── Material for this exercise

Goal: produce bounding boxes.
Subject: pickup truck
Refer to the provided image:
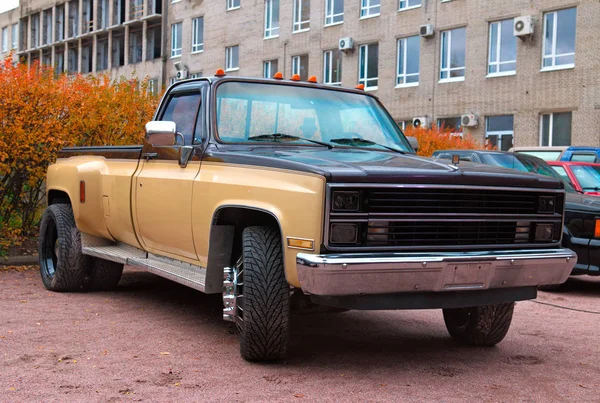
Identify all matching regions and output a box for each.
[39,71,577,361]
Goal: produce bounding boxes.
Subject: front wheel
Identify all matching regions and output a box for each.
[444,302,515,346]
[224,226,290,361]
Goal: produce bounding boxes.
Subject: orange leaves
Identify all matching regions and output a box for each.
[0,57,158,253]
[404,126,486,157]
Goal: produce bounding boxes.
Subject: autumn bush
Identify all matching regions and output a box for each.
[404,125,489,157]
[0,57,158,254]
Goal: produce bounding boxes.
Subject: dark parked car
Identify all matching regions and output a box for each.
[433,150,600,280]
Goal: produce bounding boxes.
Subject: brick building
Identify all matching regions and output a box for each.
[0,0,600,149]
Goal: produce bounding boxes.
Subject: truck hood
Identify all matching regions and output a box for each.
[203,145,563,189]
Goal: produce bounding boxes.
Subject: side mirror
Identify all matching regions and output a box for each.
[406,136,419,152]
[146,120,177,146]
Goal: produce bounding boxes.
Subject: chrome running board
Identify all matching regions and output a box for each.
[81,240,206,292]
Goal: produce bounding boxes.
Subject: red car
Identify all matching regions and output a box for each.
[547,161,600,196]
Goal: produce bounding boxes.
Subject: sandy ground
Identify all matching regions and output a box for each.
[0,269,600,402]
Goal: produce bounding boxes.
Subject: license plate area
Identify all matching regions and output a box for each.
[444,263,492,290]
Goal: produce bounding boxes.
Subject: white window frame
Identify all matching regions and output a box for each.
[225,45,240,71]
[2,27,8,52]
[264,0,279,39]
[226,0,242,11]
[171,22,183,59]
[358,43,379,91]
[323,50,342,87]
[292,0,310,33]
[398,0,423,11]
[325,0,344,27]
[538,111,573,147]
[438,27,467,83]
[396,36,421,88]
[192,16,204,53]
[360,0,381,20]
[541,7,577,71]
[485,115,515,149]
[486,20,517,77]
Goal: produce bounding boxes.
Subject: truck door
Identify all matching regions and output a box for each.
[133,82,204,260]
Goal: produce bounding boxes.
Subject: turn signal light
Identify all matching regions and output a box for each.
[79,181,85,203]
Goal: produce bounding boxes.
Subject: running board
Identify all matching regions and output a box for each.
[81,243,206,292]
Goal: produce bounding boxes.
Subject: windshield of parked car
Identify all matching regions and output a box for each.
[216,81,414,153]
[484,154,576,193]
[571,165,600,191]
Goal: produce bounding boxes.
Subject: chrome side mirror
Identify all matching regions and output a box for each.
[146,120,177,146]
[406,136,419,152]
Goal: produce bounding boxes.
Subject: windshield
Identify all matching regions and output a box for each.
[571,165,600,192]
[217,81,413,153]
[484,154,576,193]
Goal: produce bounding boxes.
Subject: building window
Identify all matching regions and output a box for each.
[292,55,308,81]
[540,112,572,146]
[360,0,381,18]
[227,0,241,10]
[263,59,278,78]
[293,0,310,32]
[10,23,19,50]
[438,116,462,136]
[2,27,8,52]
[171,22,181,57]
[325,0,344,25]
[225,45,240,71]
[265,0,279,38]
[192,17,204,53]
[396,36,421,87]
[488,19,517,76]
[440,28,467,81]
[485,116,515,151]
[323,50,342,86]
[542,8,577,70]
[358,43,379,90]
[398,0,421,10]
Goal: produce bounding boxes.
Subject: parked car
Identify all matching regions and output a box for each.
[433,150,600,282]
[508,146,600,162]
[548,161,600,196]
[39,70,577,361]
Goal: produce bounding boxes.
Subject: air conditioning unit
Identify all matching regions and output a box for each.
[513,15,533,36]
[176,70,188,80]
[413,116,429,128]
[338,38,354,50]
[460,114,478,127]
[419,24,434,38]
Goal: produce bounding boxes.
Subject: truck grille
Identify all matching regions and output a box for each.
[327,185,564,250]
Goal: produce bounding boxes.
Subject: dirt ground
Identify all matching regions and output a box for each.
[0,268,600,402]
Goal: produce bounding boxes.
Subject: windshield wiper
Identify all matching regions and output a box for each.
[248,133,333,148]
[330,137,406,154]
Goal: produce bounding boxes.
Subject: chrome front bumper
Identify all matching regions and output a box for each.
[296,249,577,296]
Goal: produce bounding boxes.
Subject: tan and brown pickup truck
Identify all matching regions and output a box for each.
[39,74,576,361]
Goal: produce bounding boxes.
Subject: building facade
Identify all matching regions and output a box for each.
[0,0,600,149]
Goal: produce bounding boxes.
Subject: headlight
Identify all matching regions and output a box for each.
[538,196,556,213]
[331,190,359,211]
[535,224,554,242]
[329,223,358,244]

────

Change "Subject" to "Target" throughout the lines above and keep everything else the same. Leave the pictures out of your answer.

The answer
Goal: produce bounding boxes.
Target: pickup truck
Refer to the provided image:
Identify all matching regions and output a box for each.
[39,71,577,361]
Goal: produce bounding boxes.
Target: front wheel
Identify all matching regions and output a box for each.
[444,302,515,346]
[224,226,290,361]
Goal: produce bounding boxes.
Target: orange leaves
Identify all matching regions and output a box for each.
[0,57,158,253]
[404,126,486,157]
Goal: produce bounding boxes.
Target: autumn bush
Identify all matching regions and output a box for each.
[404,125,489,157]
[0,57,158,254]
Goal: produce bounding boxes.
Target: dark parked car
Identify all matching regions and output a box for each.
[433,150,600,280]
Goal: produce bounding boxes.
Target: brick building
Identify all matching regions and output a box for each.
[0,0,600,149]
Goal: produce bounding boxes.
Target: truck hood
Identify all matching regions and output a box for each.
[203,145,563,189]
Goal: produce bounding boxes.
Target: side mirror
Identify all matching regions and output a box for each.
[406,136,419,152]
[146,120,177,146]
Goal: produce bounding boxes.
Target: chrome running board
Identify all matching regions and output a box for each.
[81,240,206,292]
Goal: produce bounding boxes.
Target: red car
Identify all matching regions and output a box for each.
[547,161,600,196]
Goal: produce bounding boxes.
Target: sandy ground
Identify all matching regions and output a box for each.
[0,269,600,402]
Goal: produce bounding boxes.
Target: license plate area
Identify all matching regions and output a box for each.
[444,263,492,290]
Goal: produce bounding boxes.
Target: white window frame
Identify all matching regions and output a box for each.
[225,45,240,71]
[2,27,8,52]
[264,0,279,39]
[226,0,242,11]
[171,22,183,59]
[358,43,379,91]
[323,50,342,87]
[292,0,310,33]
[398,0,423,11]
[325,0,344,27]
[538,111,573,147]
[438,27,467,83]
[396,36,421,88]
[192,16,204,53]
[360,0,381,20]
[541,7,577,71]
[485,115,515,149]
[486,20,517,77]
Goal: produce bounding boxes.
Target: truck door
Identify all matching regions and output a box for each.
[133,82,204,260]
Goal: produce bounding boxes.
Target: turn signal light
Identify all matching regions and output a box for each.
[79,181,85,203]
Goal: produce bounding boxes.
Target: running board
Identify all matching regions and output a box for each.
[81,243,206,292]
Goal: produce bounding boxes.
Target: windshield of parked car
Identify all matching regions and output a box for each.
[216,81,414,153]
[484,154,576,193]
[571,165,600,191]
Goal: produce bounding boxes.
Target: chrome side mirror
Identify all matching regions and output a box for each.
[146,120,177,146]
[406,136,419,152]
Goal: produce bounding boxes.
Target: windshield
Identify all matching regions and output a box for each.
[571,165,600,192]
[217,81,413,153]
[484,154,576,193]
Goal: produce bounding boxes.
Target: building window
Identify all matching regions and output a box for each.
[292,55,308,81]
[540,112,572,146]
[360,0,381,18]
[227,0,241,10]
[263,59,278,78]
[293,0,310,32]
[10,23,19,50]
[438,116,462,136]
[2,27,8,52]
[171,22,181,57]
[325,0,344,25]
[225,45,240,71]
[265,0,279,38]
[192,17,204,53]
[396,36,421,87]
[488,19,517,76]
[440,28,467,81]
[485,116,515,151]
[323,50,342,86]
[542,8,577,70]
[358,43,379,90]
[398,0,421,10]
Goal: produce bounding boxes.
Target: parked car
Identify all matching regions and output a box for each.
[433,150,600,282]
[508,146,600,162]
[548,161,600,196]
[39,70,577,361]
Goal: produce bounding boxes.
Target: air conditioning unit
Identify all matching regions and output a box for each.
[513,15,533,36]
[176,70,188,80]
[413,116,429,128]
[338,38,354,50]
[460,114,478,127]
[419,24,434,38]
Goal: produce bounding boxes.
Target: truck grille
Identify all matching regions and output a box for each.
[327,185,564,250]
Goal: produce bounding boxes.
Target: dirt ground
Identify all matching regions and output a box for each.
[0,268,600,402]
Goal: produce bounding boxes.
Target: windshield wiper
Identify all matching regions and output a box for each.
[248,133,333,148]
[330,137,406,154]
Goal: produce bounding boxes.
Target: chrome front bumper
Identify all matching regions and output a box for each.
[296,249,577,296]
Goal: produce bounding boxes.
Target: tan and brown pickup truck
Identify all matching regions and output a box for each.
[39,74,576,361]
Goal: produce bounding boxes.
Target: building facade
Identify all matching regions and output a box for each.
[0,0,600,149]
Goal: produce bounding boxes.
Target: headlight
Identify all matching regions and output a box for each.
[538,196,556,213]
[331,190,359,211]
[535,224,554,242]
[329,223,358,244]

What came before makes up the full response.